Collected data entries
★ ★ ★ ★
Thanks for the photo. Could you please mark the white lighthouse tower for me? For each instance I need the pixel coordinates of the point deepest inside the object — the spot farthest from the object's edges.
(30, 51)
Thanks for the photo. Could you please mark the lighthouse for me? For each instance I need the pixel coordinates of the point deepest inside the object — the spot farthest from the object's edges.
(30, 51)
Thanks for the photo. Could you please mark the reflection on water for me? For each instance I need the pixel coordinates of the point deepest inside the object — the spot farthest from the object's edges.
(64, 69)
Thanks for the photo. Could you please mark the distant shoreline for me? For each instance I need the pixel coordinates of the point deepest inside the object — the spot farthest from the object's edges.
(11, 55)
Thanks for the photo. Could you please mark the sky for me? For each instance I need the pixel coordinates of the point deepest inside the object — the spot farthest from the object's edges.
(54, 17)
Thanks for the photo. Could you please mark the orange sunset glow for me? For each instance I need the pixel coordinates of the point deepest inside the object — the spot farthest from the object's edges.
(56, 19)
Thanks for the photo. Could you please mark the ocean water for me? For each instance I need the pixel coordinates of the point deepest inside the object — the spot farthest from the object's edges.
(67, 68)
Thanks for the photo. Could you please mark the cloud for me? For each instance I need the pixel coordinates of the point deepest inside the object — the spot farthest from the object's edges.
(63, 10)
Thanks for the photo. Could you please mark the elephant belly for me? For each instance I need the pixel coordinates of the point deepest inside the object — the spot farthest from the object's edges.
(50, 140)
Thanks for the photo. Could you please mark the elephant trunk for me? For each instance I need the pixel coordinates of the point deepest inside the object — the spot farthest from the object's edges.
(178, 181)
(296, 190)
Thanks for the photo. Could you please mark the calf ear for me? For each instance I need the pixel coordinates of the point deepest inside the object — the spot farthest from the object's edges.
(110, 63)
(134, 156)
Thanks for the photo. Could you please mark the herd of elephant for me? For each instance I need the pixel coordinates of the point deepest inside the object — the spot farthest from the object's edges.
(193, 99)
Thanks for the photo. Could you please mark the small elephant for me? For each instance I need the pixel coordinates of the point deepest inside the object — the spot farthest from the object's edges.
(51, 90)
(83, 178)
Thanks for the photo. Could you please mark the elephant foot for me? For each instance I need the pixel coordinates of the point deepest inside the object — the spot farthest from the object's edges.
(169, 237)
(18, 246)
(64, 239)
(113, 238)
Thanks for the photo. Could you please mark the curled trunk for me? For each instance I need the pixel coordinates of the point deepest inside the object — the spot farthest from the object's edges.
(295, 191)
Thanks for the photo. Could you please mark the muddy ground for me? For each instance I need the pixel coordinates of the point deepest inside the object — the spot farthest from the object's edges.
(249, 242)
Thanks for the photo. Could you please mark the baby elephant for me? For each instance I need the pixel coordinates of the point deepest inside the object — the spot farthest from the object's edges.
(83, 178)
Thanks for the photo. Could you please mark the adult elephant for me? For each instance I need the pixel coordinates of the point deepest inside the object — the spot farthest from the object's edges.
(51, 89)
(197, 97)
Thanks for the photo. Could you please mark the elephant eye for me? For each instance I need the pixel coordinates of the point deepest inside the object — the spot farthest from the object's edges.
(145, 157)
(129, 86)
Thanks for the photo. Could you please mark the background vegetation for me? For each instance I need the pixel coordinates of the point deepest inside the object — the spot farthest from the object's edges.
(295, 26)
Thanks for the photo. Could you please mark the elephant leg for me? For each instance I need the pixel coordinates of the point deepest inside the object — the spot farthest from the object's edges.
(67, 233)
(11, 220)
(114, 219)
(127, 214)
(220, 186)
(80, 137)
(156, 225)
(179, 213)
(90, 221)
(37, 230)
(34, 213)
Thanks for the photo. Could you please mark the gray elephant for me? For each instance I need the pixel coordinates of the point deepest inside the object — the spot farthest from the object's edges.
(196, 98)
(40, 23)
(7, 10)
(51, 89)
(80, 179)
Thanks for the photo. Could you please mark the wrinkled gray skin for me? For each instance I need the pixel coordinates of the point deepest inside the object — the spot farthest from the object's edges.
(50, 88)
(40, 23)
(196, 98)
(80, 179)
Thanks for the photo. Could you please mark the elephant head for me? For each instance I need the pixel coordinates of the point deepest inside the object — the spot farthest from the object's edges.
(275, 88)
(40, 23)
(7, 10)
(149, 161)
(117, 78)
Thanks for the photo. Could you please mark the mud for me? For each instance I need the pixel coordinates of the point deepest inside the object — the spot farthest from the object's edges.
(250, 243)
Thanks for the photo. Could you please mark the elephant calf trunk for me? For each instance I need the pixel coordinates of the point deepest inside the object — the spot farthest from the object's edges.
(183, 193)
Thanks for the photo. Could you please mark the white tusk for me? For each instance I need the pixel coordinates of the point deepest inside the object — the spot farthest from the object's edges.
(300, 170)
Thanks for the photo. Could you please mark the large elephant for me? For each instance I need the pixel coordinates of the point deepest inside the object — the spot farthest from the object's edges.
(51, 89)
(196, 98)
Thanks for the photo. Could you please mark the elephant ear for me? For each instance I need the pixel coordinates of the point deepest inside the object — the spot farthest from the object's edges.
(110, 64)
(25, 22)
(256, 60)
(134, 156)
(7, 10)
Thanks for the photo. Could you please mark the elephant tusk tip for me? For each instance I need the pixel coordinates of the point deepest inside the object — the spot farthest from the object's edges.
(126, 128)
★ ★ ★ ★
**PROBLEM REQUIREMENTS:** Take the entries above and copy them out exactly.

**OUTPUT OF THE TASK:**
Thanks for the photo. Could you please mark the white lighthouse tower for me? For each instance I need the pixel coordinates of the point deepest inside the object — the spot farthest from the object's edges.
(30, 51)
Thanks for the photo. Could you please mark the lighthouse for me? For each instance I need the pixel coordinates of the point deepest inside the object — the spot farthest from the object's edges.
(30, 51)
Thanks for the photo. Could you please mark the reflection on water for me? For each instance I need the pixel coordinates of the point deepest inside the object — the spot farthest from the object's edges.
(64, 69)
Thanks for the photo. Could you please mark the distant shoreline for me? For each instance I need the pixel coordinates of the point deepest inside the object — the spot farthest from the object's edges.
(11, 55)
Thanks for the photo. Could you please mark the sky for me? For each instance I need the pixel coordinates of the point deepest inside the object — the spot farthest from the object's edges.
(54, 17)
Thanks for the photo. Could you please mark the orange sunset glow for me? For each instance I need the pixel coordinates of the point deepest inside the object — the spot farthest from the object's edges.
(56, 19)
Thanks for the photo. Could you please mark the ocean water for me? For each instance I need the pixel coordinates of the point deepest inside the object — the spot farthest from the object's edges.
(67, 68)
Thanks for the photo. Could you please mark the cloud for me? For each instance I need the pixel coordinates of the point deepest inside the object — the spot farthest from the object's edges.
(63, 10)
Thanks for the photo. Could you please mark the elephant belly for me? For each instance I need the pixel coordinates of the point deepest inside the object — the spot farthest from the object's edges.
(50, 140)
Thanks for the photo. Could you please mark the elephant trunk for me? For each instance I need the pixel coordinates of the point deepest inside the object — the spot farthest from the object's edges.
(178, 181)
(296, 190)
Thanks for the photo. Could you please mark the calf ear for me? For each instance I need the pixel coordinates of the point deepest inside the object — the spot farthest from the object's edges.
(110, 63)
(134, 156)
Thanks for the photo. Could you please mark the herd of elephant for me? For each instance I need the pixel coordinates of the point deepest inside the object — the spot farthest from the object's edges.
(193, 99)
Thanks for the photo. Could you please mark the small elephant for me? For each instance I need the pixel coordinates of the point deepest inside the object — the spot farthest from the object's edges.
(51, 90)
(83, 178)
Thanks for the photo. Could you please mark the elephant foot for me? For each instance I need the pixel coordinates of the point deepest inside the object — the spot farthest from the object's edges.
(169, 237)
(18, 246)
(64, 239)
(113, 238)
Thanks for the photo. Could you please mark the curled trunk for me? For each instance I need the pixel coordinates of the point deepest inside the object — the spot farthest from the object's edges.
(295, 191)
Thanks for the photo. Could you please mark the muddy ground for me? For each instance I need the pixel coordinates of the point deepest inside the object — the spot farthest from the object's edges.
(249, 242)
Thanks for the photo. Could you please mark the baby elephant for me? For each instance I need the pixel coordinates of the point deepest inside the object — the spot farthest from the object's edges.
(83, 178)
Thanks for the photo. Could you please mark the adult elephant for me? For each instance I need the pixel coordinates of the point deepest inside the object — the spot farthest from the object's edges.
(51, 89)
(197, 97)
Thanks for the photo. Could you please mark the elephant eye for me? For each instance I need the pixel coordinates of the point deepest inside the object — the spot farthest from the object's edges.
(145, 157)
(129, 86)
Thanks for the photo. Could you please mark the background vegetation for me? For each instance I need the pixel coordinates of the point deepest inside the object — the spot farthest from the object's edges.
(295, 26)
Thanks for the photo. Could you please mark the elephant leg for me? For each instance I need the pixel coordinates of the point deepest inside the object — the spot farthest from the object's edges.
(67, 233)
(11, 220)
(114, 219)
(127, 214)
(220, 186)
(80, 137)
(156, 225)
(179, 213)
(90, 221)
(37, 230)
(34, 213)
Thanks for the photo. Could you please mark the gray elephant for me? For each instance I need the pixel coordinates of the point deepest inside the object — the spot farthest from the object's edges.
(196, 98)
(40, 23)
(7, 10)
(51, 89)
(80, 179)
Thanks for the photo. Could you please mark the wrinkled gray skin for me? For each instance I need the pixel coordinates of the point deepest inside the object — the spot farthest from the object's edges.
(50, 88)
(40, 23)
(196, 98)
(80, 179)
Thanks for the photo. Could you please mark the elephant head for me? For each instance I need the pixel coordinates of the point deepest inside the object — the spot farthest from the object's edges.
(275, 88)
(40, 23)
(7, 10)
(149, 161)
(117, 78)
Thanks for the photo. Could you please mark the mud for me? For each instance I need the pixel coordinates of the point deepest inside the object — the spot farthest from the object's edges.
(250, 243)
Thanks for the photo. Could you please mark the elephant calf trunk for me? For each instance I need the pixel coordinates of the point deepest inside the object — the spot farthest from the object's edges.
(183, 193)
Thanks for the photo. Could you please mark the white tusk for me? For each instance I need the pixel coordinates of the point deepest inside the object — the spot farthest from the object's edges.
(300, 170)
Thanks for the photo. Could you please mark the large elephant for me? For each instance I need the pixel coordinates of the point deepest inside the object — the spot farthest from the object's edges.
(51, 89)
(196, 98)
Thanks for the photo. Could you please mark the elephant ear for me? For each instance I need the pixel coordinates of the point deepest inside the object — the spot farthest from the object's edges.
(110, 64)
(25, 22)
(256, 60)
(134, 156)
(7, 10)
Thanks for the photo. Could you please mark the elephant tusk tip for me? For each instance I need the pixel coordinates of the point deepest inside the object — the spot farthest from the object's edges.
(126, 128)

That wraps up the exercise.